Extracted data START
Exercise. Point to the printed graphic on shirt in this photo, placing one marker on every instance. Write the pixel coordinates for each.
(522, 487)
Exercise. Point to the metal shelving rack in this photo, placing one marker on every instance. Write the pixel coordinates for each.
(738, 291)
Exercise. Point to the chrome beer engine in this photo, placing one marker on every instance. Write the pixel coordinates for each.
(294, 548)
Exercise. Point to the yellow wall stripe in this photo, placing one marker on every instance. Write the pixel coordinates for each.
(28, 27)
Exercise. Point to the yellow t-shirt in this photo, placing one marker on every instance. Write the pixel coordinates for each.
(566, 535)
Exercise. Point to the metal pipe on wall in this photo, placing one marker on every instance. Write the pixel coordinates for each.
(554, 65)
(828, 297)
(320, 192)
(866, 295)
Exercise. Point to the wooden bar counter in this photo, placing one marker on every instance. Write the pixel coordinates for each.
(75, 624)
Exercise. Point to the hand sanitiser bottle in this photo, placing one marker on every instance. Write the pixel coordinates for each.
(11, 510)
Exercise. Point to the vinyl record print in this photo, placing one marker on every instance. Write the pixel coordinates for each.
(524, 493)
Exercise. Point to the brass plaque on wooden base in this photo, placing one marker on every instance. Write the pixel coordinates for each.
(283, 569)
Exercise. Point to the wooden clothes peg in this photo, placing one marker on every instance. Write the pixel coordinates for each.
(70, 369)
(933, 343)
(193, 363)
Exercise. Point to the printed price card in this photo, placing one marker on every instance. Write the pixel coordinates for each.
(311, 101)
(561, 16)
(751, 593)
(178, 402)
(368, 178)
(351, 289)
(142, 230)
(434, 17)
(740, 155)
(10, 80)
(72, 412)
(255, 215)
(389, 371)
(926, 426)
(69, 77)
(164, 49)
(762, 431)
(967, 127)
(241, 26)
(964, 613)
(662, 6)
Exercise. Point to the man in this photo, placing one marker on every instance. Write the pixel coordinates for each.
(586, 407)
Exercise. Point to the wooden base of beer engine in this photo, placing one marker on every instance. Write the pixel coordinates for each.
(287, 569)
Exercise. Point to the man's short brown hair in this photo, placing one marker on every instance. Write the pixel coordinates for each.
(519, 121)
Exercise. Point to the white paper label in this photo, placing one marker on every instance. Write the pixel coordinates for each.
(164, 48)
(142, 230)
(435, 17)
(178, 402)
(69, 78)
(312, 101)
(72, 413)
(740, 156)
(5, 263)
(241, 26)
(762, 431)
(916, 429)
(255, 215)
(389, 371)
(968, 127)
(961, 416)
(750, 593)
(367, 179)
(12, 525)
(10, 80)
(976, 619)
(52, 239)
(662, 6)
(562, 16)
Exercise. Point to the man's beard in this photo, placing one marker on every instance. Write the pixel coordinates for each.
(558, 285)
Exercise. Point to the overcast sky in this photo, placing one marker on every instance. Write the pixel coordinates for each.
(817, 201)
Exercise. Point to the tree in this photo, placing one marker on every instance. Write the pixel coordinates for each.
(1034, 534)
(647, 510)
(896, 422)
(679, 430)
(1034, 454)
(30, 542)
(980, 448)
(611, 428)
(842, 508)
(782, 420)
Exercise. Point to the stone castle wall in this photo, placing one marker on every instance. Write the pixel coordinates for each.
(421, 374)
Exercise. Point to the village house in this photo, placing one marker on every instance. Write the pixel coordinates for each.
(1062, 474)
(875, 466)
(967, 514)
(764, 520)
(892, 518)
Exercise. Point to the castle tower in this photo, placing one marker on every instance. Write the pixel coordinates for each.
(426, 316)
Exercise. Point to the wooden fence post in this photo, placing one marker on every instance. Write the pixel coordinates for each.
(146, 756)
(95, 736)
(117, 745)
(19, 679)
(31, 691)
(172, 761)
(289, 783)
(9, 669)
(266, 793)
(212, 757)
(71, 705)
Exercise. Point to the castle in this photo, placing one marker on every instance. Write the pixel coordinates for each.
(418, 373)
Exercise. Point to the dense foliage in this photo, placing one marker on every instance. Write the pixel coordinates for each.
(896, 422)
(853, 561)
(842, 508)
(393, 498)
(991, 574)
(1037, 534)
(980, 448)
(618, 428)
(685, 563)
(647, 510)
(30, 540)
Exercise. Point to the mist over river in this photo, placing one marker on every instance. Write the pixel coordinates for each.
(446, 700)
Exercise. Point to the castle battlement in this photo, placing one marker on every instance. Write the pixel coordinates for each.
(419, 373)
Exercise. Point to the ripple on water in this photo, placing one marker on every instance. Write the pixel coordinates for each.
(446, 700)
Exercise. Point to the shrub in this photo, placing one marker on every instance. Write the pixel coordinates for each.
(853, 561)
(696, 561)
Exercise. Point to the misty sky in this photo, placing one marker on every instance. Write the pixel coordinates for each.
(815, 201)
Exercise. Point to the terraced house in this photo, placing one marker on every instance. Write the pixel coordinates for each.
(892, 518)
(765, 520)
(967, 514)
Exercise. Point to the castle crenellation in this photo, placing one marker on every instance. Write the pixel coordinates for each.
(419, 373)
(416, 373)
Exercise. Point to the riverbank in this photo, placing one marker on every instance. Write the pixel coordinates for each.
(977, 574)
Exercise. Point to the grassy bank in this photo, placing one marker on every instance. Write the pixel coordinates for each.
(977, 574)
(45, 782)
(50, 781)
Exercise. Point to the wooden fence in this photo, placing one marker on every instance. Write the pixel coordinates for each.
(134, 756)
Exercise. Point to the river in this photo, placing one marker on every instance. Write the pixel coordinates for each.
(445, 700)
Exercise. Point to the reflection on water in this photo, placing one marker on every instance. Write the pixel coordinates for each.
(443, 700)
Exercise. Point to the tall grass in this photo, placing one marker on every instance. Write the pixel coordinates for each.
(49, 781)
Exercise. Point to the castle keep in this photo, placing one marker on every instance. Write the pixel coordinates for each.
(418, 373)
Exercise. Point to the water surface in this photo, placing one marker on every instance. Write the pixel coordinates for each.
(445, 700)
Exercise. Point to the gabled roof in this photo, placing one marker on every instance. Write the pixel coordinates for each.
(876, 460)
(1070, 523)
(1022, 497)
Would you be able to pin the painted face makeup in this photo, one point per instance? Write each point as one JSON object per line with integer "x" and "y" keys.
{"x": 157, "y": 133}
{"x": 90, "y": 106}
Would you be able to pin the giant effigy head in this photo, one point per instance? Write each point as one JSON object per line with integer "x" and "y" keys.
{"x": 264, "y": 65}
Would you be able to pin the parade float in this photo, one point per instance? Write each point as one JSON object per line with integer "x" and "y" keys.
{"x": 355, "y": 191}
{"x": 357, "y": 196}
Extracted data END
Work task:
All the records, from the first line to the last: repeat them exactly.

Answer to the problem:
Exercise. Point to the printed graphic on shirt in this photo, placing one marker on every instance. Write the pixel coordinates for each.
(522, 487)
Exercise. Point to the metal shelving rack in this photo, placing one marker on every instance. Write the pixel coordinates for each.
(738, 291)
Exercise. Point to the chrome beer engine in this photo, placing one marker on every instance. Write the pixel coordinates for each.
(294, 548)
Exercise. Point to the yellow wall stripe in this photo, placing one marker on every instance. Write the pixel coordinates for each.
(28, 27)
Exercise. Point to the yellow t-shirt in this photo, placing one marker on every instance. Write the pixel coordinates for each.
(566, 535)
Exercise. Point to the metal pipe on wall in this photo, placing one marker on every instance. Write the pixel coordinates for each.
(554, 65)
(828, 297)
(320, 192)
(866, 295)
Exercise. Point to the wooden bar counter in this photo, placing one marker on every instance. Write the pixel coordinates for each.
(75, 624)
Exercise. Point to the hand sanitiser bottle in this photo, placing one marker on every instance. Write the pixel coordinates for each.
(11, 510)
Exercise. Point to the vinyl record print in this photo, placing one marker on every instance. Write the pixel coordinates for each.
(524, 493)
Exercise. Point to the brass plaque on wooden base in this photo, placing one marker on every instance. Write the pixel coordinates for each.
(283, 569)
Exercise. Point to the wooden clothes peg in this photo, placing one marker on every instance. Write the pixel coordinates for each.
(70, 369)
(933, 343)
(193, 363)
Exercise. Point to the printed price card in this photo, placing one marker on every instance. Write the pixel coordinates for each.
(311, 101)
(561, 16)
(751, 593)
(178, 402)
(368, 178)
(351, 289)
(142, 230)
(434, 17)
(740, 155)
(10, 80)
(72, 412)
(255, 215)
(389, 371)
(926, 426)
(69, 77)
(164, 49)
(762, 431)
(967, 127)
(241, 26)
(964, 613)
(662, 6)
Exercise. Point to the man in this photo, placing one marker on every instance. Write the pixel coordinates for each.
(586, 407)
Exercise. Point to the wooden base of beer engine in this photo, placing one marker on every instance. Write the pixel coordinates for each.
(287, 569)
Exercise. Point to the man's short brown hair in this photo, placing one marker on every instance. Write the pixel coordinates for each.
(519, 121)
Exercise. Point to the white paper label in this photo, placing one marker on every instance. Write the pixel coordinates for each.
(164, 48)
(142, 230)
(435, 17)
(178, 402)
(69, 78)
(312, 101)
(72, 413)
(740, 156)
(5, 263)
(241, 26)
(762, 431)
(916, 429)
(255, 215)
(389, 371)
(968, 127)
(961, 416)
(750, 593)
(367, 179)
(12, 525)
(10, 80)
(976, 619)
(52, 239)
(662, 6)
(562, 16)
Exercise. Point to the man's beard in this photo, placing one marker on every instance. Write the pixel coordinates for each.
(558, 285)
Exercise. Point to the overcast sky in this photo, placing one marker on every instance. Write the pixel coordinates for each.
(817, 201)
Exercise. Point to the tree in this photo, placing one marker on every instance. Write the pixel coordinates for each.
(1034, 534)
(647, 510)
(896, 422)
(679, 430)
(1034, 454)
(30, 542)
(980, 448)
(611, 428)
(842, 508)
(782, 420)
Exercise. Point to the stone castle wall in this photo, placing one marker on every instance. Write the pixel coordinates for each.
(421, 374)
Exercise. Point to the village house in this photo, placing one marker on every instance. Write the pixel coordinates for each.
(1062, 474)
(875, 466)
(967, 514)
(764, 520)
(892, 518)
Exercise. Point to the castle tower in this photo, placing one marker on every instance. Write the pixel coordinates for each.
(426, 316)
Exercise. Point to the wooden fence post in this photo, placing one marker on every instance. Write the pixel coordinates for each.
(146, 756)
(95, 736)
(117, 745)
(19, 679)
(31, 691)
(172, 761)
(289, 783)
(9, 669)
(266, 793)
(212, 757)
(71, 705)
Exercise. Point to the castle in this photo, placing one marker on every instance. Write the pixel coordinates for each.
(418, 373)
Exercise. Point to the dense foliage in this photo, placing one marker on every instance. Write the pixel coordinates for each.
(896, 422)
(853, 561)
(842, 508)
(393, 498)
(991, 574)
(1037, 534)
(980, 448)
(618, 428)
(685, 563)
(647, 510)
(30, 540)
Exercise. Point to the mist over river in this photo, placing one marker on every instance. Write the pixel coordinates for each.
(446, 700)
Exercise. Point to the castle battlement in this photo, placing one marker on every instance. Write the pixel coordinates for each.
(419, 373)
Exercise. Point to the ripple on water in this photo, placing one marker on every instance. Write the pixel coordinates for each.
(446, 700)
Exercise. Point to the shrub in this photo, placing one marker on every instance. Write the pixel coordinates for each.
(853, 561)
(696, 561)
Exercise. Point to the misty sky in this photo, placing one marker on every instance. Write the pixel coordinates for each.
(815, 201)
Exercise. Point to the terraced house in this photo, placing one marker on every instance. Write the pixel coordinates for each.
(892, 518)
(765, 520)
(967, 514)
Exercise. Point to the castle crenellation in this photo, placing one marker on every instance. Write the pixel coordinates for each.
(419, 373)
(416, 373)
Exercise. Point to the riverbank in this photo, placing one marker on every instance. Write the pixel coordinates for each.
(977, 574)
Exercise. Point to the grassy bank in this photo, placing one marker on every instance. Write the pixel coordinates for each.
(977, 574)
(45, 782)
(50, 781)
Exercise. Point to the wooden fence in this photo, placing one marker on every instance. Write the pixel coordinates for each.
(134, 756)
Exercise. Point to the river in this photo, placing one marker on every instance. Write the pixel coordinates for each.
(445, 700)
Exercise. Point to the reflection on water in this photo, placing one marker on every instance. Write the pixel coordinates for each.
(443, 700)
Exercise. Point to the tall grass in this photo, placing one marker on every instance. Write the pixel coordinates for each.
(49, 781)
Exercise. Point to the castle keep in this photo, placing one marker on every instance. Write the pixel coordinates for each.
(418, 373)
Exercise. Point to the water surface in this photo, placing one marker on every instance. Write the pixel coordinates for each.
(445, 700)
Exercise. Point to the gabled roof in this photo, placing one marker on every instance. Write the pixel coordinates for each.
(876, 460)
(1070, 523)
(1022, 497)
Would you be able to pin the painted face makeup in this photo, one point per instance? Write each point as one JSON object per line with integer "x" and "y" keys.
{"x": 157, "y": 133}
{"x": 90, "y": 106}
Would you be able to pin the giant effigy head in this photo, one point per instance? Write each point as one JSON object per line with integer "x" and "y" keys.
{"x": 264, "y": 65}
Would you be able to pin the parade float in this photo, one point per instance? Write each point as one JSON object per line with integer "x" and "y" keys.
{"x": 355, "y": 191}
{"x": 357, "y": 196}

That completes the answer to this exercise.